#### Material for this task

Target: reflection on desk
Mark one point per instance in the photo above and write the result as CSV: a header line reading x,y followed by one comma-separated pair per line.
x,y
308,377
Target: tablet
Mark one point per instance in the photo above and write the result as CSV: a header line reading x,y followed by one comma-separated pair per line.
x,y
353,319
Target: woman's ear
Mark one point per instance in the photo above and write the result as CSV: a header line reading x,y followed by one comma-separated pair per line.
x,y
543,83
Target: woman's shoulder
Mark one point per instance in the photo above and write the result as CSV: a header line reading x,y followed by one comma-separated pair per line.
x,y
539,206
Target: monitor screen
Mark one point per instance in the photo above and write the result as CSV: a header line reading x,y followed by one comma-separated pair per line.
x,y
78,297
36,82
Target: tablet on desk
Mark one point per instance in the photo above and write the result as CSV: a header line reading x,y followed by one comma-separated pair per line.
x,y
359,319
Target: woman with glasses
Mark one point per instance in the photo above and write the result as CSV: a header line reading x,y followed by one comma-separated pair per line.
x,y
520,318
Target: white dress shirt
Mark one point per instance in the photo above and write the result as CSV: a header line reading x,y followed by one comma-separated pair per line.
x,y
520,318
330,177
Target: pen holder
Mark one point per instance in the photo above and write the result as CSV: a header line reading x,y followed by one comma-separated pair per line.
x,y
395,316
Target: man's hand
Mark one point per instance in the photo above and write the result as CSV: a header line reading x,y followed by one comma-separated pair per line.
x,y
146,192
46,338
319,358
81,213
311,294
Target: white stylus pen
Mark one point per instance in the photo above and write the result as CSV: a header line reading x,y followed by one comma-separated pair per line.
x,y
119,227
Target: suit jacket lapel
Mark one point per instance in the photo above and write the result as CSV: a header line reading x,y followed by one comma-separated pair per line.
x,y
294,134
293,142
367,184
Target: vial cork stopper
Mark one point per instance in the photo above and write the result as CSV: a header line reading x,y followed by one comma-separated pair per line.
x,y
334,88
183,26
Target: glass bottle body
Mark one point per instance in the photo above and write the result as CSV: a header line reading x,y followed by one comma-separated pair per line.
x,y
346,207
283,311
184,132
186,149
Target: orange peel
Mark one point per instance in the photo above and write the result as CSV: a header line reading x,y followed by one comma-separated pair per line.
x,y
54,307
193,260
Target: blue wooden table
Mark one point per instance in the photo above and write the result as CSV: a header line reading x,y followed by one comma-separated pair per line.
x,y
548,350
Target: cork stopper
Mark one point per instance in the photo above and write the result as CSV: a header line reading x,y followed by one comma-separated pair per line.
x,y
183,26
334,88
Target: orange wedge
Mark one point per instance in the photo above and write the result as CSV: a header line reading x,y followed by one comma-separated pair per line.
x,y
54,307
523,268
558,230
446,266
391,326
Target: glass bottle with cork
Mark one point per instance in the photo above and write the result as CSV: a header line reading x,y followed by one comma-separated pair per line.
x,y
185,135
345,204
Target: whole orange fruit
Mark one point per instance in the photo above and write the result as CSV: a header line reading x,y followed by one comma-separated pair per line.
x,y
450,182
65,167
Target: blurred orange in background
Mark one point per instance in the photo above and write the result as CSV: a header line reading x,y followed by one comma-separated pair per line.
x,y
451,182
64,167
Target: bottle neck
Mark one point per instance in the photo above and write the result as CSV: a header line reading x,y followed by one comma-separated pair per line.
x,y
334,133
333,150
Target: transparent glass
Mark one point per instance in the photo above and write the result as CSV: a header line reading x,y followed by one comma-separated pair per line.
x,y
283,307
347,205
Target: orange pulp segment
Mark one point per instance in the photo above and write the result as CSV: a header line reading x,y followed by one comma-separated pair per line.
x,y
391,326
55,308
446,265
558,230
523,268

########

— Work to be completed —
Output every line above without altering anything.

— Output for this task —
Target: reflection on desk
Mark one point per instance in the photo above and write the result as CSV: a header line reading x,y followed by one comma-separated pair per line.
x,y
308,377
Target: tablet
Mark one point per instance in the photo above and write the result as CSV: a header line reading x,y followed by one comma-separated pair per line.
x,y
353,319
Target: woman's ear
Mark one point per instance in the photo above and write the result as CSV: a header line reading x,y followed by one comma-separated pair per line.
x,y
543,83
Target: woman's shoulder
Mark one point per instance in the photo above and write the result as CSV: a header line reading x,y followed by one comma-separated pair per line.
x,y
539,206
Target: monitor screen
Mark one point per instance in the photo above and write the result as CSV: a header line reading x,y followed by one comma-separated pair per line.
x,y
78,297
36,82
Target: tablet on desk
Mark one point per instance in the photo above and write the result as CSV: a header line reading x,y followed by one comma-separated pair per line.
x,y
359,319
Target: woman with glasses
Mark one point per instance in the photo above and write the result as CSV: a header line reading x,y followed by one comma-separated pair per line.
x,y
520,318
Target: white dress shirt
Mark one point per instance in the photo above and write the result as CSV: a header line reading x,y followed by one comma-separated pair per line.
x,y
520,318
330,177
Target: pen holder
Mark one point per instance in the photo above and write the result as CSV: a header line reading x,y followed by one comma-separated pair per line.
x,y
395,316
Target: man's hand
Mark one point per instance in the photo above and write the result as CSV: a header line reading x,y followed by one comma-separated pair per line.
x,y
146,192
46,338
319,358
81,213
311,294
Target: white stylus pen
Mark one point per instance in the photo above and write the result as CSV: a header line reading x,y followed by one comma-separated pair per line.
x,y
119,227
Target: suit jacket lapel
Mark one point per instance in the photo above and write the result as CSV: a header line reading x,y followed by one comma-separated pair per line.
x,y
294,134
293,142
367,184
Target: vial cork stopper
Mark one point per instance in the photo above and write the result as CSV: a header line reading x,y followed by one comma-separated pair per line.
x,y
334,88
183,26
Target: glass bottle body
Mark one point per instance in the photo above and write the result as CSV: a header line reading x,y followed by one comma-separated pair per line.
x,y
346,207
283,311
184,132
186,149
Target: orange peel
Mark one point per instance in the photo above and write the result as CSV: a header line reading x,y followed by one comma-separated pair per line.
x,y
54,307
193,260
Target: blue wooden table
Mark one point per instance in the photo above and write the result as CSV: a header line reading x,y followed by one comma-separated pair per line.
x,y
548,350
Target: cork stopper
Mark one point per instance in the photo above and write the result as CSV: a header line reading x,y followed by one comma-separated pair per line.
x,y
183,26
334,88
Target: orange wedge
Mark one point per instance in the photo above and write the result as CSV: a header line reading x,y followed by one comma-separated pair per line.
x,y
54,307
523,268
558,230
446,266
391,326
Target: glass bottle with cork
Mark one point per instance in the photo above and write the result as CSV: a header line reading x,y followed by one comma-separated pair per line.
x,y
185,135
345,204
Target: whole orange fruit
Mark one point per instance in the photo above and write the result as CSV: a header line reading x,y followed by one comma-separated pair per line.
x,y
450,182
65,167
Target: blurred orange in background
Mark one point per instance in the photo above and write the result as CSV: a header line reading x,y followed by one comma-separated pair per line.
x,y
451,182
64,167
Target: bottle neck
Mark one point per instance in the photo above and write the result as CSV: a header line reading x,y followed by one comma-separated pair per line.
x,y
334,133
333,150
Target: transparent glass
Mark one point per instance in the photo above and write the result as CSV: a header line reading x,y followed by one comma-separated pair per line.
x,y
283,307
347,205
Target: orange pulp segment
Mark one point per instance in the photo above and write the result as CSV: a header line reading x,y followed by one comma-separated pair per line.
x,y
391,326
55,308
446,265
558,230
523,268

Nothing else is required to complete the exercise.